Direction ▸
Without including any images, reproduce each entry exactly.

Entries shown ▸
· · · · ·

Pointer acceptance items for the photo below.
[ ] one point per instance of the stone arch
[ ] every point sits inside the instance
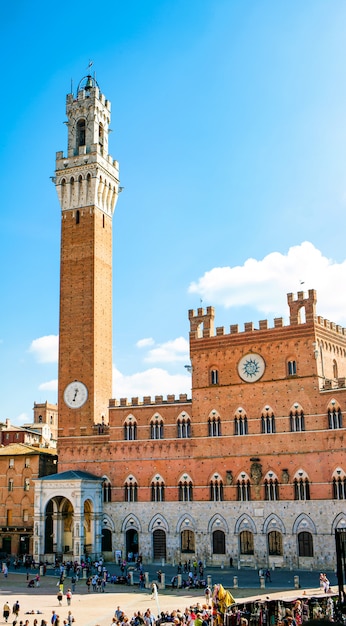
(218, 522)
(245, 522)
(339, 521)
(158, 521)
(131, 521)
(273, 522)
(303, 523)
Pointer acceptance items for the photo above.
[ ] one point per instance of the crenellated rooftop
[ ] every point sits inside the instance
(202, 321)
(147, 401)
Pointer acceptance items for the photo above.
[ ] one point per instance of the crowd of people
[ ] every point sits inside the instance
(198, 615)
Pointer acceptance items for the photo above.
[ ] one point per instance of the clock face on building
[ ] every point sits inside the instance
(75, 394)
(251, 367)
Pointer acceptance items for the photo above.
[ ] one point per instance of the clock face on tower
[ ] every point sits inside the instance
(251, 367)
(75, 394)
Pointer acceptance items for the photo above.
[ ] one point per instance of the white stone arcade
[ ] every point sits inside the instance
(68, 516)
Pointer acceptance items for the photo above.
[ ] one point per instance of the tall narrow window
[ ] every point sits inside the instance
(214, 377)
(216, 489)
(335, 369)
(339, 485)
(291, 368)
(214, 426)
(240, 425)
(156, 428)
(243, 490)
(130, 490)
(185, 491)
(107, 491)
(157, 491)
(275, 543)
(268, 422)
(334, 418)
(219, 542)
(130, 430)
(187, 541)
(246, 542)
(301, 488)
(271, 489)
(305, 544)
(184, 428)
(297, 421)
(80, 133)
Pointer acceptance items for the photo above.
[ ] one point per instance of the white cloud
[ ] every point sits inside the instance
(45, 349)
(50, 385)
(151, 382)
(21, 419)
(175, 350)
(263, 284)
(144, 343)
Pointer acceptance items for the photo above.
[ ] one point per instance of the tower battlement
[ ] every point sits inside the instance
(147, 400)
(202, 321)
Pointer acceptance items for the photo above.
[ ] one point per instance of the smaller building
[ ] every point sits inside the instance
(20, 464)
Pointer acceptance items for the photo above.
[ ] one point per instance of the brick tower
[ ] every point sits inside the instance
(87, 185)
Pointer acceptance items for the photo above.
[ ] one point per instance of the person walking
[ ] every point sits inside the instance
(6, 611)
(15, 608)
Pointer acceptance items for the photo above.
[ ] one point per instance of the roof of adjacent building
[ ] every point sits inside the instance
(72, 475)
(16, 449)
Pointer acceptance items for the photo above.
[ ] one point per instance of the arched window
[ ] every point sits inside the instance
(216, 489)
(339, 484)
(130, 429)
(275, 543)
(157, 491)
(156, 427)
(246, 542)
(301, 488)
(107, 491)
(101, 135)
(219, 542)
(187, 540)
(184, 427)
(130, 490)
(80, 133)
(334, 418)
(214, 426)
(291, 368)
(240, 424)
(243, 489)
(214, 377)
(335, 369)
(271, 489)
(305, 544)
(268, 422)
(297, 421)
(185, 491)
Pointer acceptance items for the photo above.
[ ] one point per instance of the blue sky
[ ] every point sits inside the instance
(229, 124)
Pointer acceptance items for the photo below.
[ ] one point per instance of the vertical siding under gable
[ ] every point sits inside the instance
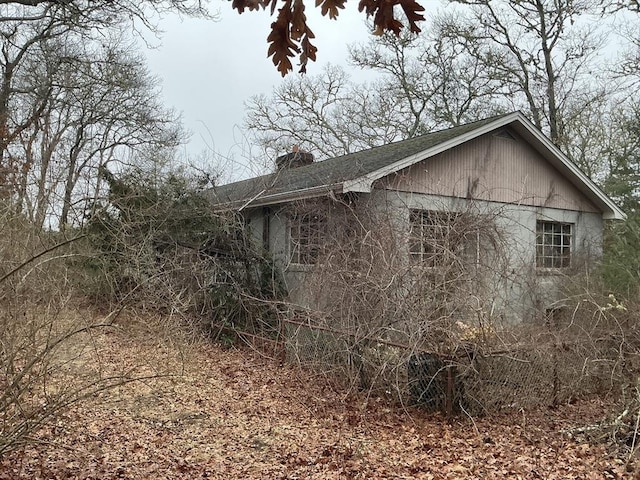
(492, 168)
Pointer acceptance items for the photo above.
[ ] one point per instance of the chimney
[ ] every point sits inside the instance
(297, 158)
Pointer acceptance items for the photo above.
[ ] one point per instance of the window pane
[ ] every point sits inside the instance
(553, 244)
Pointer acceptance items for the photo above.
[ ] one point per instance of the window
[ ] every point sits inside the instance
(553, 244)
(439, 239)
(307, 237)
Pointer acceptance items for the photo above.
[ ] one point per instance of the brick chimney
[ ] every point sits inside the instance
(297, 158)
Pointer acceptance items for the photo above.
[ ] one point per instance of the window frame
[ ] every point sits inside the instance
(307, 237)
(438, 242)
(554, 245)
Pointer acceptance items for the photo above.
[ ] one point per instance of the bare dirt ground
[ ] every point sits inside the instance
(232, 414)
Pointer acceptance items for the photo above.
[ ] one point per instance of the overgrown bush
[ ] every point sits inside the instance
(48, 357)
(158, 244)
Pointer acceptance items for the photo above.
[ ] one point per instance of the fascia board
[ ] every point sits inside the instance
(365, 182)
(285, 197)
(612, 211)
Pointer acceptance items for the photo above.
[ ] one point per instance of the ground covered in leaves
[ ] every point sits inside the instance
(235, 414)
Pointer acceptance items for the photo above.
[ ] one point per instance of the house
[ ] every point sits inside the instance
(491, 210)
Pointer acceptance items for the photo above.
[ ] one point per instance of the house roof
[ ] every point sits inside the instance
(356, 172)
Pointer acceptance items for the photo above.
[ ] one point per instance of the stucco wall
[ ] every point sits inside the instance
(494, 168)
(519, 291)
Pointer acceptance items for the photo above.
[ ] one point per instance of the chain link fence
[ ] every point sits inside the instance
(541, 366)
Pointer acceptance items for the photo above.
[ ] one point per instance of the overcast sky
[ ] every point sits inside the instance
(209, 69)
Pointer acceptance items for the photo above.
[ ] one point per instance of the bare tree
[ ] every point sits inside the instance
(99, 103)
(325, 114)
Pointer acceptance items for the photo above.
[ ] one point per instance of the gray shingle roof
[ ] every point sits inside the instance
(336, 170)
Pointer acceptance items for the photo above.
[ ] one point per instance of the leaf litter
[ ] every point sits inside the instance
(219, 413)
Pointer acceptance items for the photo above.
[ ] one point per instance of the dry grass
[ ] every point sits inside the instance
(232, 414)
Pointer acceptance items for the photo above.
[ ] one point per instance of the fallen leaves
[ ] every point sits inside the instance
(235, 415)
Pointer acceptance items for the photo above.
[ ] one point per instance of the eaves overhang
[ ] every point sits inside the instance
(264, 198)
(524, 127)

· · · · ·

Task response ▸
Pointer acceptance items for the photo below.
[ ] one point per instance of the stone arch
[ ] every point sits inside the instance
(218, 522)
(245, 522)
(339, 521)
(158, 521)
(131, 521)
(273, 522)
(303, 523)
Pointer acceptance items for the photo above.
[ ] one point per instance of the crenellated rooftop
[ ] every point sits inside the instance
(202, 321)
(147, 401)
Pointer acceptance items for the photo above.
[ ] one point per instance of the crowd of people
[ ] every point sits inside the instance
(198, 615)
Pointer acceptance items for the photo above.
[ ] one point per instance of the clock face on building
[ ] every point sits inside the instance
(75, 394)
(251, 367)
Pointer acceptance items for the photo above.
[ ] one point per instance of the clock face on tower
[ ] every point sits inside the instance
(251, 367)
(75, 394)
Pointer acceptance items for the photo above.
[ ] one point per instance of the white stone arcade
[ ] every point sits inside the instance
(68, 516)
Pointer acceptance items for the photo above.
[ ] one point per instance of the tall narrow window
[ ] every point sits inside the instance
(214, 377)
(216, 489)
(335, 369)
(339, 485)
(291, 368)
(214, 426)
(240, 425)
(156, 428)
(243, 490)
(130, 490)
(185, 491)
(107, 491)
(157, 491)
(275, 543)
(268, 422)
(334, 418)
(219, 542)
(130, 430)
(187, 541)
(246, 542)
(301, 488)
(271, 489)
(305, 544)
(184, 428)
(297, 421)
(80, 133)
Pointer acceptance items for the photo above.
[ ] one point per instance of the white cloud
[ ] every point sits inside the instance
(45, 349)
(50, 385)
(151, 382)
(21, 419)
(175, 350)
(263, 284)
(144, 343)
Pointer acceptance items for the photo above.
[ ] one point per instance of the tower battlement
[ ] every point sits inside the instance
(147, 400)
(202, 321)
Pointer acceptance items for the photo above.
[ ] one point per instance of the smaller building
[ ] every point sits inside the instance
(20, 464)
Pointer acceptance items for the photo above.
[ ] one point per instance of the brick tower
[ ] every point sits inside the instance
(87, 185)
Pointer acceptance items for the photo above.
[ ] one point per instance of the person walking
[ ] every point sits inside the instance
(6, 611)
(15, 608)
Pointer acceptance items for the photo above.
[ ] one point per instance of the roof of adjacent building
[ ] every point sits inside the instance
(72, 475)
(16, 449)
Pointer acceptance items for the photo above.
[ ] one point per instance of the arched window
[ ] every point sits inside the instance
(216, 489)
(339, 484)
(130, 429)
(275, 543)
(157, 491)
(156, 427)
(246, 542)
(301, 488)
(107, 491)
(101, 135)
(219, 542)
(187, 540)
(184, 427)
(130, 490)
(80, 133)
(334, 418)
(214, 426)
(291, 368)
(240, 424)
(243, 489)
(214, 377)
(335, 369)
(271, 489)
(305, 544)
(268, 422)
(297, 421)
(185, 491)
Pointer acceptance items for the photo above.
[ ] one point per instance of the blue sky
[ ] every point sits inside the instance
(229, 124)
Pointer acceptance items for the photo below.
[ ] one point per instance of the vertical siding under gable
[ ] every point sits inside the instance
(492, 168)
Pointer acceptance items for the photo above.
[ ] one point per instance of the chimney
[ ] every point sits inside the instance
(297, 158)
Pointer acceptance items for the photo above.
[ ] one point per instance of the window pane
[ ] every point sits inside the instance
(553, 244)
Pointer acceptance items for the photo above.
[ ] one point per instance of the window
[ ] every point sits inside the instance
(553, 244)
(439, 239)
(307, 237)
Pointer acceptance items for the photo above.
[ ] one point per instance of the brick chimney
[ ] every point sits inside the instance
(297, 158)
Pointer acceptance items for the photo above.
[ ] one point per instance of the window frame
[ ] every point sits inside the instance
(307, 237)
(438, 242)
(554, 245)
Pointer acceptance items for the photo above.
[ ] one point per instance of the bare dirt ground
[ ] every point sits inside the instance
(232, 414)
Pointer acceptance items for the photo above.
[ ] one point per instance of the overgrown bush
[ ] every point sits inside the instance
(48, 357)
(158, 244)
Pointer acceptance items for the photo above.
[ ] one point per instance of the fascia board
[ ] every point sits inside the instance
(365, 182)
(285, 197)
(612, 211)
Pointer acceptance items for the photo above.
[ ] one point per instance of the ground covered in leaves
[ ] every point sits inside the instance
(235, 414)
Pointer acceptance items for the photo above.
[ ] one point per instance of the house
[ ] every point sits inside the instance
(491, 210)
Pointer acceptance items for the photo above.
[ ] one point per instance of the house roof
[ ] every point sits inside the instance
(356, 172)
Pointer acceptance items for the photo above.
[ ] one point per instance of the stucco wall
[ ] every point sits inside the instance
(494, 168)
(519, 291)
Pointer acceptance items for the photo above.
[ ] one point per instance of the chain link fence
[ ] every point sits inside the instance
(541, 366)
Pointer acceptance items for the photo above.
[ ] one point per instance of the overcast sky
[ ] every point sits inside the instance
(209, 69)
Pointer acceptance items for the photo above.
[ ] one point per instance of the bare tree
[ ] every point sits inside the instance
(99, 103)
(325, 114)
Pointer acceptance items for the photo above.
[ ] one point per instance of the gray shingle roof
[ ] every point sits inside the instance
(336, 170)
Pointer acceptance items for the photo above.
[ ] one point per instance of the leaf litter
[ ] every point sits inside the instance
(219, 413)
Pointer acceptance items for the photo above.
[ ] one point per instance of the dry grass
[ ] every point sits inside the instance
(232, 414)
Pointer acceptance items for the photo above.
[ ] one point per instance of the fallen leaves
[ ] every point sits inside the instance
(235, 415)
Pointer acceptance items for the photo above.
[ ] one point per instance of the eaves overhang
[ ] every point sits inside the instance
(264, 198)
(524, 127)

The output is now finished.